▸ **Excerpted passage**
start

Solo Travel Inspiration

A Reliable Source of Information

Check your government’s travel advice before you book your trip and again before you get on the plane. Continue to check it as you move from country to country. The world can be a volatile place, so you need to ensure you’re prepared for whatever it throws at you, giving yourself the option to avoid unpleasant situations if needed. Below are links to official travel advisory websites:

Is it safe to go backpacking alone in New Zealand (or anywhere else)?

Is it safe? This will inevitably be the very first question you’ll be asked when you announce your solo adventure.

To confidently answer that question, your first port of call will be your government’s travel advice website. Many developing countries will be marked yellow or with a message that says ‘exercise caution’. If there’s no specific reason outlined for this classification, it can generally be interpreted as ‘you’ll be fine if you don’t act stupidly’. In these instances, it’s wise to get advice from locals on where to go, what to avoid and how to act.

Developed countries like New Zealand, meanwhile, will be marked green or “safe”. Trouble will usually only find you if you actively look for it. That said, it’s obviously still wise to exercise a healthy degree of caution, by:

  • Keeping valuables hidden/locked away
  • Asking locals for advice and avoiding bad areas
  • Reading the reviews of hostels, tour operators and transport companies
  • Not getting too inebriated
  • Travelling with others where possible

It’s long been presumed that solo backpacking is more dangerous for women than it is for men. This is a myth. As long as due diligence is conducted and risky situations are avoided, a woman will be every bit as safe as a man.

Why is New Zealand the best place for solo travellers?

There is a reason why we keep coming back to New Zealand in this article. It is an absolutely stunning country to explore, and its combination of safety, friendliness and strong tourist infrastructure makes it a breeze to travel for those going it alone. Getting from A to B is easy on Intercity buses, although you may need to hire a car if you want to go off the beaten track.

Natural beauty is New Zealand’s major drawcard, but solo travellers need to be mindful that hiking the wilderness is risky alone; the terrain is often tricky and the weather can turn in an instant. If you can’t find someone to join you on a hike, make sure you tell people where you’re going and when you expect to be back, and always carry a charged phone on you (although keep in mind that some parts of the wilderness won’t have reception.)

What specifically draws solo backpackers to New Zealand? Let’s take a look at what three of New Zealand’s hottest hot spots offer.

Solo Travel in Queenstown

The adventure-sports capital of the country — and arguably the world — Queenstown is a small city of 15,000, nestled amongst stunning mountains and on the shores of Lake Wakatipu. As New Zealand’s most famous destination, solo travellers will be surrounded by fellow backpackers looking to enjoy the delights of the city, including these attractions.

Best things to do in Queenstown as a Solo Backpacker:

  • The Remarkables: The name doesn’t lie. The Remarkables are exactly that—amongst the most spectacular ski fields in the world, replete with white powder during winter.
  • Lake Wakatipu: Originally carved by glaciers, this Lake is ideal for hikes, picnics and watersports.
  • Adventure sports: Sky-diving, bungee jumping, paragliding, a 300m swing; if you like the taste of adrenaline, Queenstown is the place to be.

end

Annotation dataset items
start

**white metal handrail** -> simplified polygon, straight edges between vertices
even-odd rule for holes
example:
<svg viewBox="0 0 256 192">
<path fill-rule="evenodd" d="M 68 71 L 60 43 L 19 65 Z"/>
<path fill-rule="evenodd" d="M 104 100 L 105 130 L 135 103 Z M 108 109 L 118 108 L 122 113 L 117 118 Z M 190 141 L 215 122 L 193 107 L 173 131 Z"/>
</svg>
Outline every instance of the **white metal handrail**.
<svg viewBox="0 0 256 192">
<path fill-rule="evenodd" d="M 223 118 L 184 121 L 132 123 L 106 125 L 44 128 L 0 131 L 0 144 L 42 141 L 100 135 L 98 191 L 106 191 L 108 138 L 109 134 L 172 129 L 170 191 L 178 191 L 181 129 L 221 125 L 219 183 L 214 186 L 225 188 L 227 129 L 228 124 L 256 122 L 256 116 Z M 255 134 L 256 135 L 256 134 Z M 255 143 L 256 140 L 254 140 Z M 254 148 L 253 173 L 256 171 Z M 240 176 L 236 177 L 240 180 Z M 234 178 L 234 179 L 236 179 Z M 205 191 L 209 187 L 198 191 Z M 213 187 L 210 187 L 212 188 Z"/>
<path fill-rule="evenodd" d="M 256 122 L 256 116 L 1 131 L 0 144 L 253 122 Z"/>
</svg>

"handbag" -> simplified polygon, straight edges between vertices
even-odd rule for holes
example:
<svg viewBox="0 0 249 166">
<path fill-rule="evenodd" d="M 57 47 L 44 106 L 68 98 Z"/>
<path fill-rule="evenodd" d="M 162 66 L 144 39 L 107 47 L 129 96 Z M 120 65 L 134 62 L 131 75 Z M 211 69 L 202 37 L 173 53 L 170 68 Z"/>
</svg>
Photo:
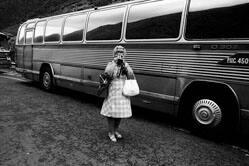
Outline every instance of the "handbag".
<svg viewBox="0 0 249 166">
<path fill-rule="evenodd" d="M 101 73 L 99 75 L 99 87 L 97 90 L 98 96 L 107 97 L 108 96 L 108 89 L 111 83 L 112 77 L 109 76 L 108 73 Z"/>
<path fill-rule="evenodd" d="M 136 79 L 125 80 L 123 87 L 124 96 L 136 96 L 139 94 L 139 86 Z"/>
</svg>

end
start

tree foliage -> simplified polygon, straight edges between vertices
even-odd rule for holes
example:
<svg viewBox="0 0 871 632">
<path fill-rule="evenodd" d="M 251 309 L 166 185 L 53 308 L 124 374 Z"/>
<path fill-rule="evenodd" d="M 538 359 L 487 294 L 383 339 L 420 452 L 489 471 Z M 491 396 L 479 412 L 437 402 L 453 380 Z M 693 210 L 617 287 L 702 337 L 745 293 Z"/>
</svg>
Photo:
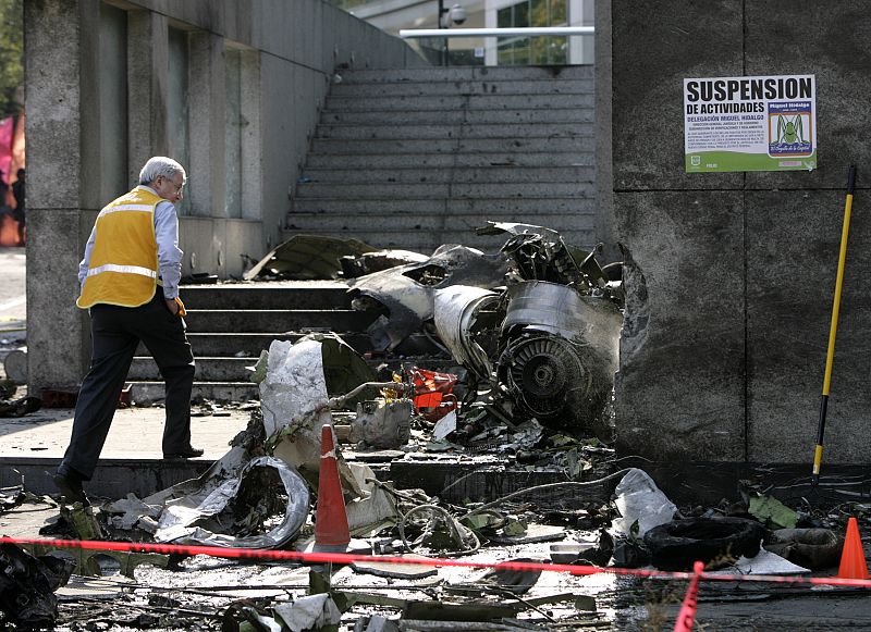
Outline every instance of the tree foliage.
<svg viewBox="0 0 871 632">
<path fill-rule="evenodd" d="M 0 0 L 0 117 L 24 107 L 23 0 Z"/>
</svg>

end

▸ **Tasks for this exercise**
A. Summarize the solo travel passage in two sentences.
B. Rewrite the part of the solo travel passage starting at "The adventure-sports capital" and ending at "including these attractions.", substituting "Wanaka" for "Queenstown".
C. Write the next part of the solo travel passage, picking up after its final line.
None of the items are needed.

▸ **Answers by task**
A. The passage urges solo travelers to check their government's travel advice before and throughout a trip, notes that developed countries like New Zealand are marked safe, and calls the belief that solo backpacking is more dangerous for women a myth. It presents New Zealand as an excellent solo destination for its safety, friendliness and tourist infrastructure, warns that hiking its wilderness alone is risky, and introduces Queenstown as the country's adventure-sports capital.

B.
The adventure-sports capital of the country — and arguably the world — Wanaka is a small city of 15,000, nestled amongst stunning mountains and on the shores of Lake Wakatipu. As New Zealand’s most famous destination, solo travellers will be surrounded by fellow backpackers looking to enjoy the delights of the city, including these attractions.

C.
Solo Travel in Christchurch

The South Island’s largest city, Christchurch is a flat, open, green city that has managed to overcome its fair share of hardships. Christchurch was long known for its heritage buildings, but after a succession of earthquakes in the early 2010s it pivoted, rebranding itself as ‘the world’s newest city’. Today you can expect funky architecture, street art, and a vibey, fun culture—perfect for a solo traveller. Be sure to check these out.

Best things to do in Christchurch as a Solo Backpacker:

  • Christchurch Botanic Gardens: Full of local and exotic plants, this is the very best place to read that book, work on those drawings or write in that journal.
  • International Antarctic Centre: Visit Antarctica without having to visit Antarctica at this fascinating, and very hands-on, educational centre.
  • Willowbank Wildlife Reserve: Meet native New Zealand animals and learn a little about Maori culture at Christchurch’s most popular nature park.

Solo Travel in Wellington

The Kiwi capital is the ideal place for solo visitors to get to know the real New Zealand. A city of 400,000, a young population is drawn in by a number of prestigious universities, and food and wine are taken very seriously—if you’re looking for the finest local fare, this is where to go.

Best things to do in Wellington as a Solo Backpacker:

  • Museum of New Zealand Te Papa Tongarewa: The national museum gives solo travellers a crash course in New Zealand’s incredible history and culture.
  • ZEALANDIA Ecosanctuary: See New Zealand as it used to be at ZEALANDIA, a sanctuary loaded with native birds, plants and trees.
  • The Weta Cave: While The Lord of the Rings might’ve put it on the map, New Zealand boasts a long and proud film history, as seen at The Weta Cave special effects studio.

How do I make friends backpacking alone?

Solo travel offers the ultimate freedom, but from time to time it can get lonely. So how do you meet people while backpacking?

  1. You’re not alone: Firstly it’s important to note that solo backpacking is wildly popular. That means that every bus you take, hostel you stay at and attraction you visit will have solo travellers just like you!
  2. Make yourself available: Choose a dorm bed over a private. Relax in hostel common areas rather than on your bed. Take a group walking tour rather than exploring alone.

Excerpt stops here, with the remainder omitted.